Update all of the material below by replacing "pixel coordinates" with "image coordinates" wherever it occurs, keeping every other line unchanged, and leave the pictures out of your answer.

----- Source data -----

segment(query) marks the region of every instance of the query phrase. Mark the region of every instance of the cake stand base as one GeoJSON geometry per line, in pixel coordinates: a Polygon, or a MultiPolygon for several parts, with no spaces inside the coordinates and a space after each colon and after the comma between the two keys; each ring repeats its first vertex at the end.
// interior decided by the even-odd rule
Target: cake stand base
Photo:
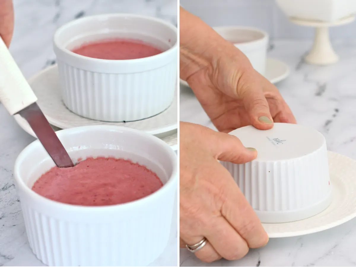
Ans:
{"type": "Polygon", "coordinates": [[[339,60],[339,56],[334,51],[330,42],[329,27],[339,26],[352,22],[355,20],[351,15],[334,22],[324,22],[290,18],[289,20],[295,24],[314,27],[315,35],[313,46],[304,58],[305,62],[314,65],[328,65],[339,60]]]}

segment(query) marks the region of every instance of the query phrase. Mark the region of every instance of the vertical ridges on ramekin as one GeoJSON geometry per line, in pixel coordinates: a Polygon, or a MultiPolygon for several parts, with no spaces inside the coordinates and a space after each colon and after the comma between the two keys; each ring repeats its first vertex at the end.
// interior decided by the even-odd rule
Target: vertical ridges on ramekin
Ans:
{"type": "Polygon", "coordinates": [[[322,201],[330,192],[325,145],[293,160],[221,163],[256,211],[300,210],[322,201]]]}
{"type": "Polygon", "coordinates": [[[144,266],[168,243],[174,194],[166,194],[164,203],[152,203],[129,218],[118,214],[109,222],[55,218],[21,203],[30,246],[49,266],[144,266]]]}
{"type": "Polygon", "coordinates": [[[94,120],[130,121],[156,115],[172,103],[177,82],[173,62],[142,72],[110,74],[78,69],[58,61],[64,104],[94,120]]]}

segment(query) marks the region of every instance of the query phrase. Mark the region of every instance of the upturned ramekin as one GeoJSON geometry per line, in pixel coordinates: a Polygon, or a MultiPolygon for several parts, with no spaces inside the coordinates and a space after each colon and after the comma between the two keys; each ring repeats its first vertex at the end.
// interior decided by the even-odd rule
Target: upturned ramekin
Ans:
{"type": "Polygon", "coordinates": [[[107,121],[137,120],[163,111],[176,87],[177,34],[168,22],[133,14],[87,17],[62,26],[53,42],[64,104],[81,116],[107,121]],[[109,60],[71,51],[84,43],[118,38],[139,39],[164,52],[109,60]]]}
{"type": "Polygon", "coordinates": [[[262,75],[266,72],[268,34],[255,28],[239,26],[214,27],[223,38],[234,43],[245,54],[255,70],[262,75]]]}
{"type": "Polygon", "coordinates": [[[230,134],[257,150],[257,157],[244,164],[221,162],[261,222],[303,220],[330,205],[328,151],[320,133],[303,125],[276,123],[268,130],[249,126],[230,134]]]}
{"type": "Polygon", "coordinates": [[[157,258],[169,236],[177,186],[177,157],[158,138],[136,130],[87,126],[57,132],[74,161],[88,156],[124,158],[156,172],[163,186],[135,201],[99,206],[51,200],[31,188],[54,166],[38,140],[15,163],[15,185],[30,245],[49,266],[146,266],[157,258]]]}

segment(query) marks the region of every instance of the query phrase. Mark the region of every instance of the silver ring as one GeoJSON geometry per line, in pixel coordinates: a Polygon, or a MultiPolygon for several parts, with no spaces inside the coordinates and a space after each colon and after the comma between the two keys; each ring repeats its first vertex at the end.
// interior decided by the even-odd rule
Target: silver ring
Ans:
{"type": "Polygon", "coordinates": [[[200,250],[207,244],[208,240],[205,237],[204,237],[196,244],[194,244],[191,246],[186,245],[185,247],[188,249],[188,250],[194,253],[200,250]]]}

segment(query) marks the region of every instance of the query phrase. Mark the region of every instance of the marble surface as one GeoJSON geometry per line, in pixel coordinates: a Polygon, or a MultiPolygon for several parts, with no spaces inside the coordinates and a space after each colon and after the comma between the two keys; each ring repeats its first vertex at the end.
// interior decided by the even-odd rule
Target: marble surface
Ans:
{"type": "MultiPolygon", "coordinates": [[[[325,136],[329,150],[356,159],[356,42],[333,44],[340,61],[327,66],[308,65],[302,56],[311,45],[304,41],[276,41],[268,56],[282,60],[291,73],[276,85],[299,123],[325,136]]],[[[190,89],[181,87],[180,120],[214,129],[190,89]]],[[[271,239],[251,250],[243,259],[207,264],[180,249],[181,266],[355,266],[356,219],[319,233],[271,239]]]]}
{"type": "MultiPolygon", "coordinates": [[[[176,0],[14,0],[15,32],[10,50],[26,78],[55,63],[52,38],[64,23],[83,16],[135,13],[176,25],[176,0]]],[[[35,138],[0,104],[0,266],[42,266],[28,246],[12,169],[20,152],[35,138]]],[[[153,266],[176,266],[177,219],[168,245],[153,266]]]]}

-----

**Exercise response**
segment(query) marks the region of every instance of the query phrase. Mark the region of every instance of the cake stand base as one GeoJSON geometry per line, in image coordinates: a Polygon, or a MultiPolygon for several parts, with no spaces inside the coordinates and a space after each colon and after the comma between the two keys; each ring repeats its first vertex at the end.
// interior decided by the even-odd rule
Target: cake stand base
Photo:
Ans:
{"type": "Polygon", "coordinates": [[[339,60],[339,56],[334,51],[330,42],[329,27],[339,26],[352,22],[355,20],[351,15],[334,22],[324,22],[290,18],[289,20],[295,24],[314,27],[315,35],[313,46],[304,58],[305,62],[314,65],[328,65],[339,60]]]}

segment(query) marks the region of every instance of the query phrase. Mark the region of every instance of the vertical ridges on ramekin as one GeoJSON geometry per line, in image coordinates: a Polygon, or a MultiPolygon for several parts, with no spaces inside the coordinates and a space after each colon and after the comma between the two keys; each ring repeats its first vertex at the end.
// interior decided by the even-odd rule
Target: vertical ridges on ramekin
Ans:
{"type": "Polygon", "coordinates": [[[322,201],[330,192],[325,145],[293,160],[221,163],[256,211],[300,210],[322,201]]]}
{"type": "Polygon", "coordinates": [[[144,266],[168,243],[174,194],[166,194],[164,203],[152,203],[129,218],[118,214],[109,222],[55,218],[21,203],[30,246],[49,266],[144,266]]]}
{"type": "Polygon", "coordinates": [[[94,120],[130,121],[156,115],[172,103],[177,82],[173,62],[142,72],[110,74],[78,69],[58,61],[64,104],[94,120]]]}

segment(query) marks the region of every instance of the query phrase. Mark the region of every instance of the upturned ramekin as one GeoJSON geometry per line, in image coordinates: a Polygon, or a MultiPolygon for several parts, with no spaces inside the coordinates and a space after each colon and after the comma between the two keys; each ring repeats its first vertex at the end.
// interior decided by the even-odd rule
Target: upturned ramekin
Ans:
{"type": "Polygon", "coordinates": [[[107,121],[137,120],[163,111],[176,87],[177,34],[168,22],[133,14],[87,17],[62,26],[53,42],[64,104],[81,116],[107,121]],[[109,60],[71,51],[84,43],[118,38],[139,39],[164,52],[109,60]]]}
{"type": "Polygon", "coordinates": [[[262,75],[266,72],[268,34],[255,28],[239,26],[214,27],[223,38],[234,43],[245,54],[255,70],[262,75]]]}
{"type": "Polygon", "coordinates": [[[230,134],[257,150],[257,157],[244,164],[221,162],[261,222],[303,220],[330,205],[328,151],[320,133],[303,125],[276,123],[268,130],[249,126],[230,134]]]}
{"type": "Polygon", "coordinates": [[[157,258],[169,236],[177,186],[177,157],[158,138],[136,130],[87,126],[57,132],[74,161],[88,156],[124,158],[156,172],[163,186],[135,201],[99,206],[51,200],[31,188],[54,166],[38,140],[15,163],[15,185],[30,245],[49,266],[146,266],[157,258]]]}

segment(query) marks the region of every instance of the query phrase. Mark the region of every instance of the silver ring as one GeoJSON geometry per line, in image coordinates: a Polygon, or a MultiPolygon for several parts, with no spaces inside the coordinates and a space after each colon and after the comma between the two keys; each ring repeats its first vertex at the end.
// interior decided by the even-odd rule
Target: silver ring
Ans:
{"type": "Polygon", "coordinates": [[[200,250],[207,244],[208,240],[205,237],[204,237],[196,244],[194,244],[191,246],[186,245],[185,247],[188,249],[188,250],[194,253],[200,250]]]}

segment(query) marks the region of every instance of the query phrase. Mark the region of every instance of the marble surface as one GeoJSON geometry per line, in image coordinates: a Polygon, or a MultiPolygon for several parts, with no spaces inside the coordinates and a space after each colon and after the comma between the two keys; each ring repeats its first vertex at the end.
// interior decided by the even-odd rule
Target: marble surface
Ans:
{"type": "MultiPolygon", "coordinates": [[[[325,136],[329,150],[356,159],[356,42],[333,44],[340,61],[327,66],[308,65],[302,56],[311,45],[304,41],[276,41],[268,56],[282,60],[291,73],[276,85],[299,123],[325,136]]],[[[190,89],[181,87],[180,120],[214,129],[190,89]]],[[[271,239],[251,250],[243,259],[207,264],[180,249],[181,266],[355,266],[356,219],[319,233],[271,239]]]]}
{"type": "MultiPolygon", "coordinates": [[[[176,0],[14,0],[15,32],[10,50],[26,78],[55,63],[52,38],[64,23],[83,16],[135,13],[176,25],[176,0]]],[[[35,138],[0,104],[0,266],[42,266],[28,246],[12,169],[20,152],[35,138]]],[[[153,266],[176,266],[177,219],[168,245],[153,266]]]]}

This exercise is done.